**Passage to read:**

^^^^

Chapter 5. Using XQuery with BDB XML

Table of Contents

XQuery: A Brief Introduction
Referencing Portions of Documents using XQuery
Predicates
Context
Wildcards
Case Insensitive Searches
Navigation Functions
Using FLWOR with BDB XML
Retrieving BDB XML Documents using XQuery
The Query Context
Performing Queries
Working with External Functions
Implementing XmlExternalFunction
Implementing XmlResolver
Calling External Functions from XQuery
Examining Query Results
Examining Document Values
Examining Metadata
Copying Result Sets
Using Event Readers

Documents are retrieved from BDB XML containers using XQuery expressions. XQuery is a language designed to query XML documents. Using XQuery, you can retrieve entire documents, subsections of documents, or values from one or more individual document nodes. You can also use XQuery to manipulate or transform values returned by document queries.

Note that XQuery represents a superset of XPath 2.0, which in turn is based on XPath 1.0. If you have prior experience with BDB XML 1.x, then you should be familiar with XPath as that was the query language offered by that library.

BDB XML partially implements XQuery 3.0. However, BDB XML will be updated to track any changes in the working specification that may occur. You can find the XQuery specification at http://www.w3.org/XML/Query.

Beyond the W3C specifications, there are several good books on the market today that fully describe XQuery. In addition, there are many freely available resources on the web that provide a good introduction to the language. Searching for 'XQuery' in the Web search engine of your choice ought to return a wealth of information and pointers on the language.

That said, this chapter begins with a very thin introduction to XQuery that should be enough for you to understand any BDB XML concepts required to proceed with usage of the library. In particular, the next section of this manual highlights those aspects of XQuery that have unique meanings relative to BDB XML usage. Be aware, however, that the following introduction is not meant to be complete — a full treatment of XQuery is beyond the scope of an introductory manual such as this.

We follow this brief introduction to XQuery with a general description of querying documents stored in BDB XML containers, and examining the results of those queries. See Retrieving BDB XML Documents using XQuery for that information.

XQuery: A Brief Introduction

XQuery can be used to:

  1. Query for a document. Note that queries can be formed against an individual document, or against multiple documents.

  2. Query for document subsections, including values found on individual document nodes.

  3. Manipulate and transform the results of a query.

  4. Modify a document (see Modifying XML Documents for more information).

To do this, XQuery views an XML document as a collection of element, text, and attribute nodes. For example, consider the following XML document:

<?xml version="1.0"?>
<Node0>
<Node1 class="myValue1">Node1 text </Node1>
<Node2>
    <Node3>Node3 text</Node3>
    <Node3>Node3 text 2</Node3>
    <Node3>Node3 text 3</Node3>
    <Node4>300</Node4>
    </Node2>
</Node0>

In the above document, <Node0> is the document's root node, and <Node1> is an element node. Further, the element node, <Node1>, contains a single attribute node whose name is class and whose value is myValue1. Finally, <Node1> contains a text node whose value is Node1 text.

^^^^

**Stored data:**

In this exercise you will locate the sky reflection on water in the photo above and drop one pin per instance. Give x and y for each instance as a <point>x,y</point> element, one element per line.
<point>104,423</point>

^^^^

**Direction 1:**
Answer these questions from the XQuery chapter, one answer per line:
(a) Which version of XQuery does BDB XML partially implement?
(b) What query language did BDB XML 1.x offer?
(c) In the sample document, what is the value of the class attribute on <Node1>?
**Direction 2:**
Quote the XQuery chapter word for word, starting with "Note that XQuery" and going on through "on the language.".

**Correct answer 1:**
(a) XQuery 3.0
(b) XPath
(c) myValue1

**Correct answer 2:**
Note that XQuery represents a superset of XPath 2.0, which in turn is based on XPath 1.0. If you have prior experience with BDB XML 1.x, then you should be familiar with XPath as that was the query language offered by that library.

BDB XML partially implements XQuery 3.0. However, BDB XML will be updated to track any changes in the working specification that may occur. You can find the XQuery specification at http://www.w3.org/XML/Query.

Beyond the W3C specifications, there are several good books on the market today that fully describe XQuery. In addition, there are many freely available resources on the web that provide a good introduction to the language. Searching for 'XQuery' in the Web search engine of your choice ought to return a wealth of information and pointers on the language.